__Your goal__: Reproduce everything from the start of the records down to the line containing "<point>385,225</point>", replacing "cherry blossom tree" with "flowering tree" and leaving all other text unchanged.

__Extracted information__:
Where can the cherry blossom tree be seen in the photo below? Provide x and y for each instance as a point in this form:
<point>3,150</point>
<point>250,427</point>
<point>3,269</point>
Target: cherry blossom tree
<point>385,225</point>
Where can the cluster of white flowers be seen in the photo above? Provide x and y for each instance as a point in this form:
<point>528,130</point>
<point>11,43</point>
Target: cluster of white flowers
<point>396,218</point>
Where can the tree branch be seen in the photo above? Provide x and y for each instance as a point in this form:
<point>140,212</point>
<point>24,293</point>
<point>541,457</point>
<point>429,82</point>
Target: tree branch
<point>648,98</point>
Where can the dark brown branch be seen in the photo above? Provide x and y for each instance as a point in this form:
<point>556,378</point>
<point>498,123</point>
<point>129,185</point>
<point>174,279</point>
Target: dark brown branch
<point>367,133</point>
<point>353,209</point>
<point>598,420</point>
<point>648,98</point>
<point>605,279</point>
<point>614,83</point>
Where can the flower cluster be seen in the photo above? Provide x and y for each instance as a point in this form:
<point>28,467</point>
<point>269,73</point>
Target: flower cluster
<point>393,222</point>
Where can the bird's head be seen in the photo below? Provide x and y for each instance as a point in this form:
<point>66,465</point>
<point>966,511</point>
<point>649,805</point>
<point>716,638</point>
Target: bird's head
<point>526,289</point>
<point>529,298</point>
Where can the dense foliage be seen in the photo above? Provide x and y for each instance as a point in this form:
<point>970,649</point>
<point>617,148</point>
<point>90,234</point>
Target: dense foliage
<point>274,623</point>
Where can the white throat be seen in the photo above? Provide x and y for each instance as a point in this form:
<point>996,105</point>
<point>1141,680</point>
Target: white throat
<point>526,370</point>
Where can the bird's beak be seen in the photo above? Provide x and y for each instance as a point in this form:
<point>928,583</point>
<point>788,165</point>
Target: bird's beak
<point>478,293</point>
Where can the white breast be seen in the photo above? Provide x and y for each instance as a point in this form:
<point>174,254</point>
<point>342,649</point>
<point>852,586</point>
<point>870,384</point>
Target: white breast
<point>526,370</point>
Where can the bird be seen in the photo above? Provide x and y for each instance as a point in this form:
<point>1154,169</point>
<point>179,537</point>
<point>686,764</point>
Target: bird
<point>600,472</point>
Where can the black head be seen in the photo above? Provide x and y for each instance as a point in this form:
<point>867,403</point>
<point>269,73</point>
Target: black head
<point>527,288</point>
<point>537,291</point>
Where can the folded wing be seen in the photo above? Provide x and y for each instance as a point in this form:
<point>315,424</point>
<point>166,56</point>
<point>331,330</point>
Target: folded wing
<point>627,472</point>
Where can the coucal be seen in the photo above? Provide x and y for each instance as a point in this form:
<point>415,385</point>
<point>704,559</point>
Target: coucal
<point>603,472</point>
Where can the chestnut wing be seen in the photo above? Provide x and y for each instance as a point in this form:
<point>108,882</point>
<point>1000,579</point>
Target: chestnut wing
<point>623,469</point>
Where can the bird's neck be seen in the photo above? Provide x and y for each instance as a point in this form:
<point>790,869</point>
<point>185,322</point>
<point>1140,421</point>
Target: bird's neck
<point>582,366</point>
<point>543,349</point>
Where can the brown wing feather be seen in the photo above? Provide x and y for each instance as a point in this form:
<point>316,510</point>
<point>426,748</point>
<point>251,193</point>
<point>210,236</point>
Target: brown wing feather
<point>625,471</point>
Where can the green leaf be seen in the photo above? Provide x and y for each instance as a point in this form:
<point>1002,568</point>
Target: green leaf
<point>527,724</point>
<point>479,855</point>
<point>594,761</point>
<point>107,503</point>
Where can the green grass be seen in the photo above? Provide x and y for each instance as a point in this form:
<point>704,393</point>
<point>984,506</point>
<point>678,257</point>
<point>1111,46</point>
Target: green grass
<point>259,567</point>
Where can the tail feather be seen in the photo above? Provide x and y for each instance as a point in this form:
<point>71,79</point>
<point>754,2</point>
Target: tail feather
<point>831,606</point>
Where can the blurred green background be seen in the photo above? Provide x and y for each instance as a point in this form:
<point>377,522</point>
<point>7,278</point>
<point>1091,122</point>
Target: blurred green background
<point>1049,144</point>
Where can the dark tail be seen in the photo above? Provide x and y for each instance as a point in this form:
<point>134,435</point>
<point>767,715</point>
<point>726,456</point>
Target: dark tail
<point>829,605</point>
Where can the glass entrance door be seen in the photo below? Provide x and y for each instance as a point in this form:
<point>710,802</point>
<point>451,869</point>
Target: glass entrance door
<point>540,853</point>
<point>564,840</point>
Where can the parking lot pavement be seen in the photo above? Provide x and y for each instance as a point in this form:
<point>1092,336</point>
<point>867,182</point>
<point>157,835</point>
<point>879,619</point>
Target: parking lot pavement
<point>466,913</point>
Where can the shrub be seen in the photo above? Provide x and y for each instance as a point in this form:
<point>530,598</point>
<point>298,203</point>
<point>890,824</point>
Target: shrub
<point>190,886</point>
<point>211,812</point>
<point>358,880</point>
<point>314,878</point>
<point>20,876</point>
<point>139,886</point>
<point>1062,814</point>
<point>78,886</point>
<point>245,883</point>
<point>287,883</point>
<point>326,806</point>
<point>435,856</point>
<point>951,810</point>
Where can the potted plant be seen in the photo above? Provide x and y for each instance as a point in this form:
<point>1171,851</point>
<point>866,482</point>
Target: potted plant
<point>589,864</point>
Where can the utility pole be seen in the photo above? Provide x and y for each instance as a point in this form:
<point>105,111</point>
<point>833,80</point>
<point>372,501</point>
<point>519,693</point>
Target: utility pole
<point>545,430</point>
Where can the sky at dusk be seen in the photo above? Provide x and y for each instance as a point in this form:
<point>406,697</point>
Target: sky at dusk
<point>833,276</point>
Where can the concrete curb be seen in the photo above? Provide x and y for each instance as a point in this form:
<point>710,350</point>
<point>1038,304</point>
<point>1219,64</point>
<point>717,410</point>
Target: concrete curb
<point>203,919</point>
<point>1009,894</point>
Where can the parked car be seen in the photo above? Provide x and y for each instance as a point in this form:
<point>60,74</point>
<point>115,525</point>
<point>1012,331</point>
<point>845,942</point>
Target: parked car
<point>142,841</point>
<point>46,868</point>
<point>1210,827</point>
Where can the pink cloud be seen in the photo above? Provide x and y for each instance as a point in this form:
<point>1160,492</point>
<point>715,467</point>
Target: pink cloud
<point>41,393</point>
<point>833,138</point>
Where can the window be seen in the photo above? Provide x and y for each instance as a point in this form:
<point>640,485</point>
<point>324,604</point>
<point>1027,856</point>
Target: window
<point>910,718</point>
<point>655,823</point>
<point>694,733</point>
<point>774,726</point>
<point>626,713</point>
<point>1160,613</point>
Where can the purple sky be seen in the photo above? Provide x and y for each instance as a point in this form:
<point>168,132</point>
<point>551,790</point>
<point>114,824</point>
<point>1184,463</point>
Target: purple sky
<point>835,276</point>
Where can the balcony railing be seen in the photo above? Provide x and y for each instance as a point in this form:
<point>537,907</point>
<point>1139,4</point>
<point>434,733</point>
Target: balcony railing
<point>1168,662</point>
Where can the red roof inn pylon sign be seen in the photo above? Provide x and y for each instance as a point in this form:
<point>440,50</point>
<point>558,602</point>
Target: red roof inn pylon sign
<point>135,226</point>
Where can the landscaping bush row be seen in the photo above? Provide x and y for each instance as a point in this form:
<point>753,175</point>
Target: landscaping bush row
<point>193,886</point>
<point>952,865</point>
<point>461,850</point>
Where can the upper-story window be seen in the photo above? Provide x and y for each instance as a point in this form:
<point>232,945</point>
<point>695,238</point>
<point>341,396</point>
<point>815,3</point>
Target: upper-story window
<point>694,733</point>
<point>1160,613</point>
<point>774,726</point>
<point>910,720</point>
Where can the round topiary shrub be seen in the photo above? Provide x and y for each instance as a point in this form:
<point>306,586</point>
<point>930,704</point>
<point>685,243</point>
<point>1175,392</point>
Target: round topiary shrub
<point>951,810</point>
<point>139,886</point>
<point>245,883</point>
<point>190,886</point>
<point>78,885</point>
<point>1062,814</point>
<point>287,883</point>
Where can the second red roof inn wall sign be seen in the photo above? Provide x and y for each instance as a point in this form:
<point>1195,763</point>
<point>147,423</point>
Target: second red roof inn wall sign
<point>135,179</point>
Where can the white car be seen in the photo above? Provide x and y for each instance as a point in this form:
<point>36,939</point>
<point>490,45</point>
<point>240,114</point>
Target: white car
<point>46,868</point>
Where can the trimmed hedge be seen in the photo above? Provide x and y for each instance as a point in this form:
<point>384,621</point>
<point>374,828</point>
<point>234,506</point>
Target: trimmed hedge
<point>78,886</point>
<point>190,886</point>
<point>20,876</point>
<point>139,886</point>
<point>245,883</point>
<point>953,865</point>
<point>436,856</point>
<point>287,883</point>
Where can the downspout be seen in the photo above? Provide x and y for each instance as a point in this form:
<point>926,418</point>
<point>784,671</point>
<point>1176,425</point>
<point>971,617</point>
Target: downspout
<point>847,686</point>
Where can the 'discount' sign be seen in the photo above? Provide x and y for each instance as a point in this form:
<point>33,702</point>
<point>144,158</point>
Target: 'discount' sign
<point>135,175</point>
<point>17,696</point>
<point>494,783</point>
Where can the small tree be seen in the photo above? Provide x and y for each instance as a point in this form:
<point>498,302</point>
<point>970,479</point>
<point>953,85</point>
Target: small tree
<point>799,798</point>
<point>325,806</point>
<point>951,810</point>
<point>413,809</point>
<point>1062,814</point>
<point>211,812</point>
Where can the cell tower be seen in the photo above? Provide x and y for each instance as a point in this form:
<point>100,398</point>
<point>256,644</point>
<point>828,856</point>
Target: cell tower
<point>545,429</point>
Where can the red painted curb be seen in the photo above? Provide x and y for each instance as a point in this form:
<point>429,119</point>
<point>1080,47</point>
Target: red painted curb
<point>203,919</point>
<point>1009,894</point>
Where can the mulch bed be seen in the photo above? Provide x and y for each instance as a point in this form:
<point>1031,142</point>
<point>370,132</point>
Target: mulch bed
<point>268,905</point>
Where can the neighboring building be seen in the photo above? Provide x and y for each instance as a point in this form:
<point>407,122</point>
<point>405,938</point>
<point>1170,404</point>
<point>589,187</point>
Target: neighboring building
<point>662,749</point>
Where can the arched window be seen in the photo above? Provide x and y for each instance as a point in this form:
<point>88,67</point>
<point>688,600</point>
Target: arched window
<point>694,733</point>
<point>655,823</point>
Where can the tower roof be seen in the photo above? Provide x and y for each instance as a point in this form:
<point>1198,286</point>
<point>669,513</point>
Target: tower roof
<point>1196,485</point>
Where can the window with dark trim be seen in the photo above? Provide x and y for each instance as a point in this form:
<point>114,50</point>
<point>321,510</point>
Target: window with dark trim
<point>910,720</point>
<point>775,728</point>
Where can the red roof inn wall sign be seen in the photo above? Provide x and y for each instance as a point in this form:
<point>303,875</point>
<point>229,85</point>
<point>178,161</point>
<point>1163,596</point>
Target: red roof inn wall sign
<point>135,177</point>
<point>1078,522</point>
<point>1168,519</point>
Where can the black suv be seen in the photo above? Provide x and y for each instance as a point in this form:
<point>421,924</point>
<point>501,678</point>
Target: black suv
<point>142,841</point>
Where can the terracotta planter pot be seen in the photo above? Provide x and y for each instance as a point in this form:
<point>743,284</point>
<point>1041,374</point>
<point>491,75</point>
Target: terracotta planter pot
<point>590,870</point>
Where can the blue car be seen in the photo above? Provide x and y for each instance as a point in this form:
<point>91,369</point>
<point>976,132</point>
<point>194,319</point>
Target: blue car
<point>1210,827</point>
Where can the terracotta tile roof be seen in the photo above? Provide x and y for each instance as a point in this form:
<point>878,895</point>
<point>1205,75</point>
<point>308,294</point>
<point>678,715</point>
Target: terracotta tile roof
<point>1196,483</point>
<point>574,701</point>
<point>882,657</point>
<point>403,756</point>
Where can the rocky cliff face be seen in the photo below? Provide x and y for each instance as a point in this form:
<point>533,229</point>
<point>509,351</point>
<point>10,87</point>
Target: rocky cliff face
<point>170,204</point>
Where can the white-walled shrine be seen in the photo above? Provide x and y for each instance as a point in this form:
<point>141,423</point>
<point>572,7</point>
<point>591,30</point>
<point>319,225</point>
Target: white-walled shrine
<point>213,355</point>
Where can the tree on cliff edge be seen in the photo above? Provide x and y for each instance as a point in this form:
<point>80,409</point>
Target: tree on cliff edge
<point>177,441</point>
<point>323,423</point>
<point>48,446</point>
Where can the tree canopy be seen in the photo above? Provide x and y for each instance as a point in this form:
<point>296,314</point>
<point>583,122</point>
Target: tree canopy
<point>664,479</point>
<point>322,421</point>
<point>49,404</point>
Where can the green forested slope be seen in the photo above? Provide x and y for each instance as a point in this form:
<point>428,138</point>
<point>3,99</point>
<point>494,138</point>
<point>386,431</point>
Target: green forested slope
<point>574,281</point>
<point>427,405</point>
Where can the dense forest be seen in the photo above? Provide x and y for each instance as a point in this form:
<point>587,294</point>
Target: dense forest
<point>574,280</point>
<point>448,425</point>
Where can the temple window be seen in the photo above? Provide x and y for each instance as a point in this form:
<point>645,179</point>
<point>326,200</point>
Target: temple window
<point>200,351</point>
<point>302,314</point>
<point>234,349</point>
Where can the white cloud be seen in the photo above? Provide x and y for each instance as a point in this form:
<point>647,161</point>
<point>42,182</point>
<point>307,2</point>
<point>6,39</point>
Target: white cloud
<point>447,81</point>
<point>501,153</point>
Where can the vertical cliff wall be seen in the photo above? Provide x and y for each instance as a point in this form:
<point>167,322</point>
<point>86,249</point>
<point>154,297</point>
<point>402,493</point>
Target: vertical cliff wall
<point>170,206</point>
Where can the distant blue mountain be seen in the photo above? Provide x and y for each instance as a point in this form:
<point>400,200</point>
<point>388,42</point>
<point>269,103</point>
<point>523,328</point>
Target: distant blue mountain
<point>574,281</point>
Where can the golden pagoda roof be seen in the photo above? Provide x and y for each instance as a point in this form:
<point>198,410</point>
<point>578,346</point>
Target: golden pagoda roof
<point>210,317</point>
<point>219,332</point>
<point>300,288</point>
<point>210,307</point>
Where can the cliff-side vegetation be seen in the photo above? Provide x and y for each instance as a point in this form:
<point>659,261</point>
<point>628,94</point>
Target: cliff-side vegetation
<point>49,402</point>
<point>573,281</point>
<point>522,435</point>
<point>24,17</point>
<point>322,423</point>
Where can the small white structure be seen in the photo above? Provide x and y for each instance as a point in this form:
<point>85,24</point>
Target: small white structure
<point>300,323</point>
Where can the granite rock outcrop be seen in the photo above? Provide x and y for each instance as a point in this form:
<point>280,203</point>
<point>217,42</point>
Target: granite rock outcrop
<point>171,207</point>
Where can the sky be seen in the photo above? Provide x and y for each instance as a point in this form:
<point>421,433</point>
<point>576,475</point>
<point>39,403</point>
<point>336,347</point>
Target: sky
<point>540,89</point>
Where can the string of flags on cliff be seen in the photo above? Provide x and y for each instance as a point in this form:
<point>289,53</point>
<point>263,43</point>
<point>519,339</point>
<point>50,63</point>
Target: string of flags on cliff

__Result__:
Where can the flowering tree be seen in the photo below? Provide x and y for each instance as a point in this form:
<point>3,150</point>
<point>250,427</point>
<point>3,269</point>
Target: flowering tree
<point>385,225</point>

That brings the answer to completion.